I believed in myself.
Parents ?
What for ?
Except to hurt you.
Winterson doesn't run away from the past, but she certainly keeps it at a specific, controlled distance.
And that goes for her entire past:
I am terminally uninterested in record-keeping.
I burn my work in progress, and I burn my diaries, and I destroy letters.
I don't want to sell my working papers to Texas and I don't want my personal papers becoming doctoral theses.
I don't understand the family tree obsession.
But then I wouldn't, would I ?
But the past can't simply be eradicated, and obviously continues to have a strong hold on her; the search for her birth-mother opens a whole new (old) can of worms, and points to a new chapter: as she puts it in the closing words of this book: "I have no idea what happens next."
For much of Why Be Happy When You Could Be Normal ? Winterson trots out familiar anecdotes and stories.
Her childhood sounds so horrific that more or new detail might indeed be too much for either author or reader to take, and these standard ones do serve their purpose (and are certainly well-told).

• _Records shown_
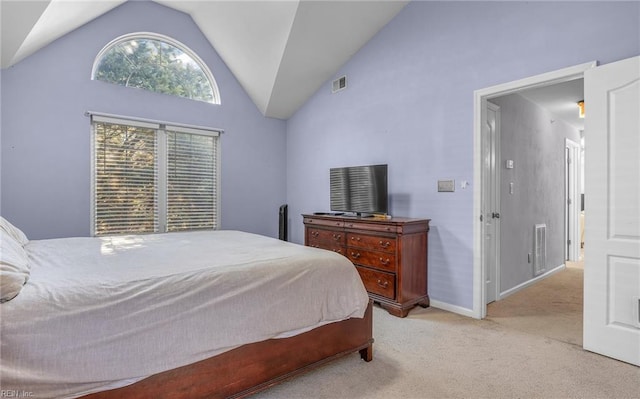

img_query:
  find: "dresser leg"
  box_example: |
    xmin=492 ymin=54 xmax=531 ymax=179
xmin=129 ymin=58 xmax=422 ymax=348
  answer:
xmin=418 ymin=297 xmax=429 ymax=308
xmin=360 ymin=345 xmax=373 ymax=362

• _To do_
1. Answer these questions from the Winterson review:
(a) Besides her work in progress, what does Winterson say she burns?
(b) What obsession does she say she doesn't understand?
(c) What are the closing words of her book?
2. Pick up the Winterson review after its last sentence and write a few more sentences in the same voice.
You won't need the items.

• _Expected results_
1.
(a) Her diaries.
(b) The family tree obsession.
(c) "I have no idea what happens next."

2.
Still, it's slightly disappointing that Winterson skims over so much of her adult life, too: she offers a few tantalizing glimpses of her Oxford life and a few bits of her writing-career-success, but this fascinating material is left largely untouched.
Sure, Why Be Happy When You Could Be Normal ? isn't meant to be a memoir -- it's a reckoning, with Mrs Winterson and with being adopted -- but it's still a shame (though at least one can hope for a memoir covering these missing decades in the future ...).
Standard Winterson fare, with all the flair and power of her best fiction, Why Be Happy When You Could Be Normal ? is a very fine and compelling read.
But it would have been nice to see her expand her range more than she is willing to here.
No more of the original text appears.